■ ASSIGNED TASK 1 ■
List every animal named in the microscope article.
■ ASSIGNED TASK 2 ■
Write the next part of the microscope article, picking up right after its final sentence.

■ TEXT SECTION ■
The Better to See Things With

Share this Story

By Leona Baker | January 24, 2012

altNeed a closer look at the teeth of a lizard or the inside of a snail's mouth? How about a speck of dust on top of a piece of dirt on top of the smallest section of the compound eye of a fly?

No problem, says Professor of Biology Dr. Vic Townsend, the principal investigator for the grant proposal that resulted in the College's acquisition of the Hitachi S-3400N, a variable-pressure scanning electron microscope, now the best of its kind in southeastern Virginia.

The microscope, the result of a $242,502 grant from the National Science Foundation, was recently installed in Blocker Hall, the College's natural sciences building. The instrument will be equipped with energy dispersive X-ray spectroscopy, an accessory that enables the user to determine the chemical composition of a specimen.

The microscope is housed in a relatively small room, so it will also be attached to a remote imaging system that allows viewers in another part of the building to examine specimens on a large screen.

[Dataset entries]
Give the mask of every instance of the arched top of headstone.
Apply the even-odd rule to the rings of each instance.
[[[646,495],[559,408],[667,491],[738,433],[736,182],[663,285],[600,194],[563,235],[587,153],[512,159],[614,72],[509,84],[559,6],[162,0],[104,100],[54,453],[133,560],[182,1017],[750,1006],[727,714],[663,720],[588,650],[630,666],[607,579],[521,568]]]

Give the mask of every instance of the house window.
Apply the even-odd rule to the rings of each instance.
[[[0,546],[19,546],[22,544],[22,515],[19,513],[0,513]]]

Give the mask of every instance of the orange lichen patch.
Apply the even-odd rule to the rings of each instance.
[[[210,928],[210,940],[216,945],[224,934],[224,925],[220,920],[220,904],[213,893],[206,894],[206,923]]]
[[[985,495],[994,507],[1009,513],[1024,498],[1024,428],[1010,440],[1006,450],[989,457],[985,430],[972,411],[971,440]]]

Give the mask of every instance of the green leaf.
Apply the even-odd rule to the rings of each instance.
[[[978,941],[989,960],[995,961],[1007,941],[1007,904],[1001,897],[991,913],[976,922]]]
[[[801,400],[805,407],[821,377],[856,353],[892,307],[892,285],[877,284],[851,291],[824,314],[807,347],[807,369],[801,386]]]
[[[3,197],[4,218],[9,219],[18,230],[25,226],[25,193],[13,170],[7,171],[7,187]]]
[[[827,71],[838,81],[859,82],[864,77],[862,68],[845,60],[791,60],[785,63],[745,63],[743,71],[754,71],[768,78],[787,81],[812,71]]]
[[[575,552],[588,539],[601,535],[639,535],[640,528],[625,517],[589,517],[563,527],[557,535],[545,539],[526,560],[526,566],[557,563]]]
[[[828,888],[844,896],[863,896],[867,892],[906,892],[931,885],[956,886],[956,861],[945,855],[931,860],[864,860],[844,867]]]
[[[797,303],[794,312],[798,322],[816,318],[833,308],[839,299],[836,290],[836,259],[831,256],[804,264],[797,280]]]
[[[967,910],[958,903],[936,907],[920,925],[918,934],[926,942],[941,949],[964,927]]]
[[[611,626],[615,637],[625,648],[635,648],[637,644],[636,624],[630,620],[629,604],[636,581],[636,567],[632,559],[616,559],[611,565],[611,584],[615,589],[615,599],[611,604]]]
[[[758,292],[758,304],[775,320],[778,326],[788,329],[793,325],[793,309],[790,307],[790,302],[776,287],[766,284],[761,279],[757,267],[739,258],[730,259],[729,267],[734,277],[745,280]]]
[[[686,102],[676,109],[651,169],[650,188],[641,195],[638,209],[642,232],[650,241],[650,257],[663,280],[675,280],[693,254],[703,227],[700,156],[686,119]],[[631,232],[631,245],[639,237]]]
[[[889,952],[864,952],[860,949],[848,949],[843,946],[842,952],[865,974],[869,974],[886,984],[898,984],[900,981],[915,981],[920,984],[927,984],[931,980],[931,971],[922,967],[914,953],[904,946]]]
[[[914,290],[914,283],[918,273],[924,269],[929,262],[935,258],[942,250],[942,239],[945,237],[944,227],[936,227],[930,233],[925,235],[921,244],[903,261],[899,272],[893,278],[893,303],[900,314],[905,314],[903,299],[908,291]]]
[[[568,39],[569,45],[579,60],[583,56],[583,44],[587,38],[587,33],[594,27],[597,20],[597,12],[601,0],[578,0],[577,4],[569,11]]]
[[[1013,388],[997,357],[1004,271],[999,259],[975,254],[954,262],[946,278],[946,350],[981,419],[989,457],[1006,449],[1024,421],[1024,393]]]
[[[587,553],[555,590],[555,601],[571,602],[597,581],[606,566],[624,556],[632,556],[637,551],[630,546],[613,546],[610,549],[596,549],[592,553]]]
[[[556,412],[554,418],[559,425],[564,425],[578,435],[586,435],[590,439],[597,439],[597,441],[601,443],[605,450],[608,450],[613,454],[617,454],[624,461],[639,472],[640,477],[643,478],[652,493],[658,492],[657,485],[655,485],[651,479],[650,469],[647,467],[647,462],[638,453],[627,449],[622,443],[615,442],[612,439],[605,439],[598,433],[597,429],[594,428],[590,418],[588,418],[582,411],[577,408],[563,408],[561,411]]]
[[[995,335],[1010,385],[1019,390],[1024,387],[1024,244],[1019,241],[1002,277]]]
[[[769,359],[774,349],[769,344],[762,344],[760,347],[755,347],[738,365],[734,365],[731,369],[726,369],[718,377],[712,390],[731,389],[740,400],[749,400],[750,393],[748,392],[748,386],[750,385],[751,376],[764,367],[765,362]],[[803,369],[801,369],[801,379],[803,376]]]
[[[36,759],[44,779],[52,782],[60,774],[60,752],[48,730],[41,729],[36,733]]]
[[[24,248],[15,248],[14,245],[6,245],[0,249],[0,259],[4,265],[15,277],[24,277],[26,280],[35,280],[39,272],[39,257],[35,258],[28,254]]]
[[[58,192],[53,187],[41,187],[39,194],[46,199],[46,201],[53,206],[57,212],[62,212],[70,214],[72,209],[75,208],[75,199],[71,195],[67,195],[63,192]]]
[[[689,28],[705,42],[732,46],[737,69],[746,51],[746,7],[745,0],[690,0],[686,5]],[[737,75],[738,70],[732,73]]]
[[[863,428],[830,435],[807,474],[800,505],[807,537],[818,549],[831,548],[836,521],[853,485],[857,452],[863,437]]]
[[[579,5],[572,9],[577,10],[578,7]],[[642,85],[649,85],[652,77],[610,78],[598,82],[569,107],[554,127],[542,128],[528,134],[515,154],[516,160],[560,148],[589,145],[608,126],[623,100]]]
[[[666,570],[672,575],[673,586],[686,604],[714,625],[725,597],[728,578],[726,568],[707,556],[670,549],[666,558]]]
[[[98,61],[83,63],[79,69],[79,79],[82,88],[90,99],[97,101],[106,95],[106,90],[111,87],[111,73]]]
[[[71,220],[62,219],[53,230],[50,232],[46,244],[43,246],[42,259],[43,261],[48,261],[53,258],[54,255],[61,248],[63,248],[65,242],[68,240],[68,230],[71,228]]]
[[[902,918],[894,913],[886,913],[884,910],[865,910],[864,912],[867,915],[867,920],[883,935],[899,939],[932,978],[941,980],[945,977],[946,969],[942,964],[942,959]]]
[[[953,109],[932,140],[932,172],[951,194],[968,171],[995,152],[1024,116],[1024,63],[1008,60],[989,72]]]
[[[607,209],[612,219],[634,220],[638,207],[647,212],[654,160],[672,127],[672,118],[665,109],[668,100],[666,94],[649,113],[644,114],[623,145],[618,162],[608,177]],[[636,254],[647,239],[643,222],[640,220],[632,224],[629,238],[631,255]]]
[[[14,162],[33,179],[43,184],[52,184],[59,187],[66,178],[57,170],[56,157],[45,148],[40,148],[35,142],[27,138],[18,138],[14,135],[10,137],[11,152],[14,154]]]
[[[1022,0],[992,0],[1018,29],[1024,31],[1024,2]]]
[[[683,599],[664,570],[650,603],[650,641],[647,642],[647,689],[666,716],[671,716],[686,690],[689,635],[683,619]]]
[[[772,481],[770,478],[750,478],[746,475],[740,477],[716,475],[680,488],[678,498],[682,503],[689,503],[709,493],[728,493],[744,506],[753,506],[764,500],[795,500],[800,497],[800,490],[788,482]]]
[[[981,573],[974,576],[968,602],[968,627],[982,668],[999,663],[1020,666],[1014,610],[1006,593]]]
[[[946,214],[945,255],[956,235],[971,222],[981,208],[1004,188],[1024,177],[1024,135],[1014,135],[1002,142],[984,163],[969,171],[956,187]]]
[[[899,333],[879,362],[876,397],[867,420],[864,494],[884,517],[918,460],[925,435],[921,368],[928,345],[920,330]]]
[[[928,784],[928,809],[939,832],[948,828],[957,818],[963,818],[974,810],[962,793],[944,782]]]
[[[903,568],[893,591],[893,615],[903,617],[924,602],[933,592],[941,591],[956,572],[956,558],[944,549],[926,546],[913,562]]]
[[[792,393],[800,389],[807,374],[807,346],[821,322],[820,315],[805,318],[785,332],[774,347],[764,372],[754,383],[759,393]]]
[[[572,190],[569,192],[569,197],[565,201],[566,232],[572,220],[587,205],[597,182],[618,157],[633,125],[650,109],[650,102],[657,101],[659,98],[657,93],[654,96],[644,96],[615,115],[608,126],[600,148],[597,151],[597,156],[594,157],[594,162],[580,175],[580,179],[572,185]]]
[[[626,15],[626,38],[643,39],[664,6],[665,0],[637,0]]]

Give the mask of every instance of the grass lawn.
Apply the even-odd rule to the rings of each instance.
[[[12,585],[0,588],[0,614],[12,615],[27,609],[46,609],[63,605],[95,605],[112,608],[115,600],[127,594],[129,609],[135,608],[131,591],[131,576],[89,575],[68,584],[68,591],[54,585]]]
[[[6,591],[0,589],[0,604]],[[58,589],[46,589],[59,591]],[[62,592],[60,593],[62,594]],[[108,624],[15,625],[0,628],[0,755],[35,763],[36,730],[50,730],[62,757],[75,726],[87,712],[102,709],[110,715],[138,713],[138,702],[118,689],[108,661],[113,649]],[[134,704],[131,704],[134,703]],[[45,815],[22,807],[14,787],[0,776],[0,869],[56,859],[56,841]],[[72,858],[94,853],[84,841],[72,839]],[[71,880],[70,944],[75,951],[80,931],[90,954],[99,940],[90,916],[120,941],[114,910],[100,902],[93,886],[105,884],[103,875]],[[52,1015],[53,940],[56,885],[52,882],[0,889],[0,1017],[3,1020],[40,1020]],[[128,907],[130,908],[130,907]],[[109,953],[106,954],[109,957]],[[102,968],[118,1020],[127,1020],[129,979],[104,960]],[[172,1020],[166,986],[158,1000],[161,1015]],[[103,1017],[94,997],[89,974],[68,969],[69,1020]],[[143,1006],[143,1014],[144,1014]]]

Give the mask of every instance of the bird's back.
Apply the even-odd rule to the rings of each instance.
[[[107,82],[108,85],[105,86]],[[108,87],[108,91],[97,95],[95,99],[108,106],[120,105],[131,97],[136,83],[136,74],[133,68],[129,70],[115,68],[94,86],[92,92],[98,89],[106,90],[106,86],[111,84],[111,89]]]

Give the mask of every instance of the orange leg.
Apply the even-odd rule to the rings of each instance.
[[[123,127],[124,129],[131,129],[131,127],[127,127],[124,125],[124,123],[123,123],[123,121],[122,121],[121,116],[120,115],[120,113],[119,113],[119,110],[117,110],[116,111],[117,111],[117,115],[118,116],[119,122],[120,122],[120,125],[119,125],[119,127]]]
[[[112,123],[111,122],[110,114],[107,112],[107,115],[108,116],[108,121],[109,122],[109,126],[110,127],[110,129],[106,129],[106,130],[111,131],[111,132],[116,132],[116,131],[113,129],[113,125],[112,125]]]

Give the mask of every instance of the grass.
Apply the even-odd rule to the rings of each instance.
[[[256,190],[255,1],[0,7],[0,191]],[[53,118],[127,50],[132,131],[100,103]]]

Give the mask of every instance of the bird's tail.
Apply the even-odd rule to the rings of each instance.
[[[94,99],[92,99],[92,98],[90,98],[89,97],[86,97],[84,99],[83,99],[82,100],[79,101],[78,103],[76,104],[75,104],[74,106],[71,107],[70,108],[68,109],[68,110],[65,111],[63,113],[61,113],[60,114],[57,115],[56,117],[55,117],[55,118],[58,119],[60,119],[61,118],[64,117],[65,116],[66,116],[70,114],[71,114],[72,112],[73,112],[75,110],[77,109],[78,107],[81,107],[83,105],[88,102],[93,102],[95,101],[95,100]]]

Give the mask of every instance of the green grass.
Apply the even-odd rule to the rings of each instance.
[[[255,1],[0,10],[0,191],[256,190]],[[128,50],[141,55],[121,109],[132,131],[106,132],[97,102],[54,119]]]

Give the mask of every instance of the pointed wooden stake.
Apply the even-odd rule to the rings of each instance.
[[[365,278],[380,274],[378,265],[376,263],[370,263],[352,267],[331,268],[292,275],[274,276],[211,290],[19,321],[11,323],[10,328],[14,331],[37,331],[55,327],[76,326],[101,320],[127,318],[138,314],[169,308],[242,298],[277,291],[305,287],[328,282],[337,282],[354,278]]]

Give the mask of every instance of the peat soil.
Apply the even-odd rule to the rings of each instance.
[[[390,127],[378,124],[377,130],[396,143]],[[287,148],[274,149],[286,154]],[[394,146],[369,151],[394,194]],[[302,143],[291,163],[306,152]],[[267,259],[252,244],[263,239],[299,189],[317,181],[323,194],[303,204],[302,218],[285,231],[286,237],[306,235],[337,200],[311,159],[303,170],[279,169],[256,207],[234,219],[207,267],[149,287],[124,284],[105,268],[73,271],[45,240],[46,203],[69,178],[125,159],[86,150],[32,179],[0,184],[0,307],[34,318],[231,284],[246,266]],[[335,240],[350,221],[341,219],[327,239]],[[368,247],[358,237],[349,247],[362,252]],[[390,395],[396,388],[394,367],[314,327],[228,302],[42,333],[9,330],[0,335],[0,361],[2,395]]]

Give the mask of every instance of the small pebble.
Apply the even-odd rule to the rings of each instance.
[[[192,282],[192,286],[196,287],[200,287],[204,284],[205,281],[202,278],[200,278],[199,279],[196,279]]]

■ ANSWER 1 ■
Lizard, snail, fly

■ ANSWER 2 ■
Townsend and other VWC faculty members have been training to use the instrument since it was installed in early January. Townsend, who did his dissertation on electron microscopy, will teach a class on the topic during the spring 2012 semester. The class will be divided into three parts-electron microscope theory, imaging and elemental detection systems.

The new microscope will be available for student use under faculty supervision. It will also be made available to outside researchers.

"This is a cutting-edge research grade instrument," says Townsend. "We're looking at using it to support a minimum of six to 10 research projects per year at Virginia Wesleyan. This is going to be a major part of our undergraduate research program."

Townsend plans to use the instrument for his own research on arachnids, and other science professors including Associate Professor of Biology Dr. Deirdre Gonsalves-Jackson, Professor of Earth Science Dr. Chris Haley, and Associate Professor of Oceanic and Atmospheric Studies Dr. Elizabeth Malcolm, are hoping to utilize it for a variety of projects. The microscope also has myriad potential uses in the fields of art history, anthropology, forensics, photography and more.